**Текст для чтения**
------------------------------
Вряд ли современный человек может разделить со Слуцким построенное на сомнениях и всё-таки — оправдание русского экстремиста из бесов Сергея Нечаева.
Нечаев... Прилепили к нему «щину».
В истории лишили всяких прав.
А он не верил в сельскую общину.
А верил в силу. Оказалось — прав.
— Он был жесток.
— Да, был жесток. Как все.
— Он убивал.
— Не так, как все. Единожды.
Это хочется прервать. Ибо, признавая кровавость истории, совершенно не обязательно оправдывать её нелучших фигурантов — зачем этим занимается поэт? Почему это его мучает? Не потому ли, что всё равно, несмотря ни на что, вопреки великому разочарованию, постигшему его, он подспудно стремится реабилитировать беспощадное время, в глашатаях которого так долго состоял? Так простился ли он с идеологией по-настоящему? Слишком глубоко засело в нём юношеское чтение «серьёзных книг про Конвент».
Слуцкий почти не писал исторических сюжетов. Он лишь реагировал на историю, постоянно думал о ней.
Последний русский царевич — болезный Алексей Николаевич — вызвал в нём некоторую жалость.
Все царевичи в сказках укрылись,
ускакали на резвых конях,
унеслись у Жар-птицы на крыльях,
жрут в Париже прозрачный коньяк.
Все царевичи признаны школой,
переизданы в красках давно.
Ты был самый неловкий и квёлый,
а таким ускользнуть не дано.
С малолетства тяжко болея,
ты династии рушил дела.
Революцию гемофилия
приближала, как только могла.
Хоть за это должна была льгота
хоть какая тебя найти,
когда шли к тебе с чёрного хода,
сапогами гремя по пути.
.......................................................
Хоть за это, хоть за это,
если не перемена в судьбе,
от какого-нибудь поэта
полагался стишок тебе.
Может быть, Слуцкий вспомнил, что отец Кульчицкого, самодеятельный поэт, написал когда-то «Оду на рождение царевича Алексея»?..
При этом антимонархизм Слуцкого держался долго, достигая порой гребня ярости.
Кто из подшивки, что пылится
на чердаке лет шестьдесят,
огромные тупые лица
Романовых — их всех подряд —
вырезывает и раскладывает,
наклеивает и разглядывает.
По крайней мере в двух домах
я видел две таких таблицы,
где всей династии размах —
Романовых тупые лица.
У него были свои характеристики столетий:
Девятнадцатый век — исключение,
и к нему я питаю влечение.
------------------------------
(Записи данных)
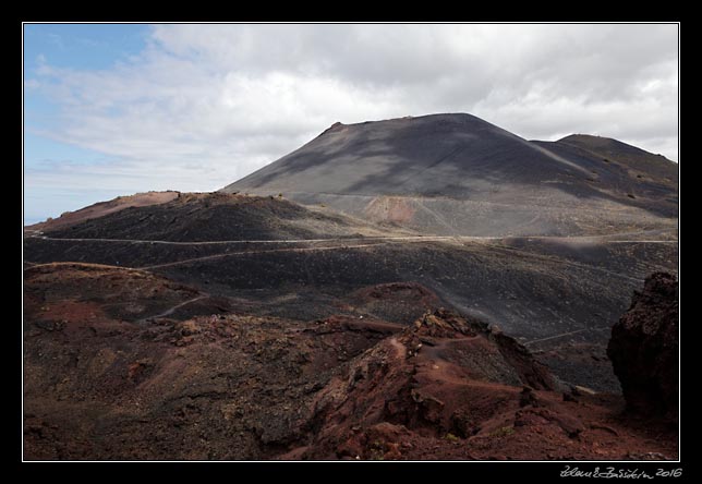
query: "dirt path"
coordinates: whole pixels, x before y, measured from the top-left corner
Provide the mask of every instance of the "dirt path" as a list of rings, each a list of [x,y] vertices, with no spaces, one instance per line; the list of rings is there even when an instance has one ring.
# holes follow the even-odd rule
[[[491,241],[505,239],[528,239],[528,240],[562,240],[567,242],[592,242],[592,243],[647,243],[647,244],[677,244],[677,240],[609,240],[621,235],[642,235],[650,231],[610,233],[605,235],[373,235],[356,238],[330,238],[330,239],[278,239],[278,240],[215,240],[199,242],[175,242],[168,240],[142,240],[142,239],[85,239],[85,238],[55,238],[40,234],[28,234],[27,238],[66,241],[66,242],[106,242],[106,243],[134,243],[134,244],[162,244],[162,245],[226,245],[226,244],[289,244],[289,243],[317,243],[317,242],[356,242],[356,241],[399,241],[399,242],[440,242],[440,241]]]
[[[386,242],[379,242],[376,244],[361,244],[361,245],[335,245],[331,247],[291,247],[291,249],[271,249],[269,251],[244,251],[244,252],[228,252],[225,254],[215,254],[215,255],[206,255],[203,257],[195,257],[195,258],[186,258],[184,261],[177,261],[172,263],[166,263],[166,264],[157,264],[155,266],[144,266],[144,267],[138,267],[141,270],[152,270],[152,269],[160,269],[164,267],[172,267],[172,266],[180,266],[183,264],[192,264],[192,263],[197,263],[202,261],[213,261],[216,258],[223,258],[223,257],[230,257],[234,255],[246,255],[246,254],[268,254],[268,253],[275,253],[275,252],[313,252],[313,251],[334,251],[337,249],[363,249],[363,247],[375,247],[377,245],[384,245]]]
[[[157,314],[155,316],[143,317],[143,318],[138,319],[137,323],[143,324],[143,323],[148,322],[149,319],[158,319],[158,318],[161,318],[161,317],[170,316],[171,314],[173,314],[175,311],[180,310],[181,307],[186,306],[187,304],[194,303],[195,301],[199,301],[199,300],[205,299],[205,298],[209,298],[209,294],[199,294],[198,297],[195,297],[193,299],[189,299],[187,301],[183,301],[182,303],[175,304],[174,306],[169,307],[168,310],[164,311],[160,314]]]

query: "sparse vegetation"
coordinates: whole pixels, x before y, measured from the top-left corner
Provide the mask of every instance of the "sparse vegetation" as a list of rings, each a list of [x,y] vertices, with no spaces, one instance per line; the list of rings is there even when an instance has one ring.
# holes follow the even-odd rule
[[[515,433],[515,427],[511,425],[506,425],[504,427],[499,427],[498,429],[492,432],[489,435],[491,437],[507,437],[508,435],[512,435]]]

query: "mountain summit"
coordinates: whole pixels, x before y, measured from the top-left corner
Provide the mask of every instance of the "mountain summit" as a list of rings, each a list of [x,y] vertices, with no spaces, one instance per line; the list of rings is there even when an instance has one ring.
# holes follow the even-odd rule
[[[674,217],[677,180],[674,162],[614,140],[526,141],[451,113],[335,123],[222,191],[431,233],[586,234],[602,217],[618,228]]]

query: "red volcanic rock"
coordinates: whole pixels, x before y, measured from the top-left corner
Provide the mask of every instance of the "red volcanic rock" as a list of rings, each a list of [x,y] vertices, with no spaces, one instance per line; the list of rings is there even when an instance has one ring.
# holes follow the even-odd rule
[[[678,282],[655,273],[612,328],[607,348],[627,407],[642,414],[677,419]]]

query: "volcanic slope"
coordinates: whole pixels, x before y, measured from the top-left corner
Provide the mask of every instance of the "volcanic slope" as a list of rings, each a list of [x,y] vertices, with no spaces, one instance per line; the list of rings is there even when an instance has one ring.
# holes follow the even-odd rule
[[[329,317],[340,297],[367,286],[420,283],[519,338],[562,380],[616,391],[604,354],[609,327],[647,274],[677,265],[675,240],[632,237],[424,237],[278,197],[216,193],[28,234],[24,255],[29,267],[149,270],[233,298],[241,311],[296,319]]]
[[[674,431],[555,391],[521,344],[419,285],[308,320],[231,302],[144,270],[28,268],[24,459],[677,457]]]
[[[222,191],[423,233],[576,235],[674,227],[677,183],[674,162],[614,140],[530,142],[455,113],[335,123]]]
[[[65,217],[70,218],[68,215]],[[332,239],[359,237],[359,231],[363,231],[363,234],[382,233],[370,231],[367,223],[328,211],[313,211],[278,196],[235,196],[225,193],[177,193],[165,203],[122,206],[119,210],[86,218],[78,223],[58,227],[39,225],[38,228],[58,239],[171,242]]]

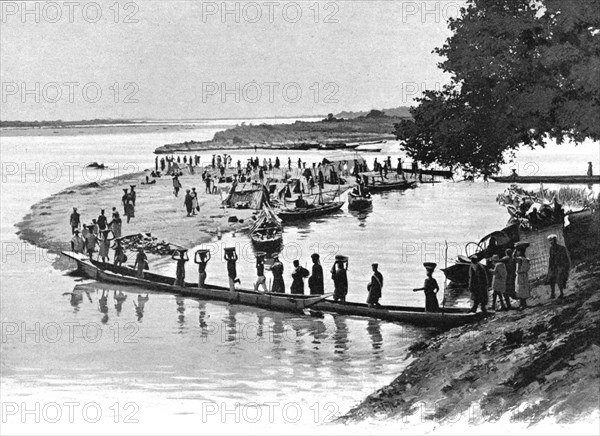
------------------------------
**Задание**
Можете переписать из фрагмента о Слуцком всё от «Может быть, Слуцкий» и ниже, вплоть до «Романовых тупые лица.», без единого изменения? Записи здесь не понадобятся.

**Решение**
Может быть, Слуцкий вспомнил, что отец Кульчицкого, самодеятельный поэт, написал когда-то «Оду на рождение царевича Алексея»?..
При этом антимонархизм Слуцкого держался долго, достигая порой гребня ярости.
Кто из подшивки, что пылится
на чердаке лет шестьдесят,
огромные тупые лица
Романовых — их всех подряд —
вырезывает и раскладывает,
наклеивает и разглядывает.
По крайней мере в двух домах
я видел две таких таблицы,
где всей династии размах —
Романовых тупые лица.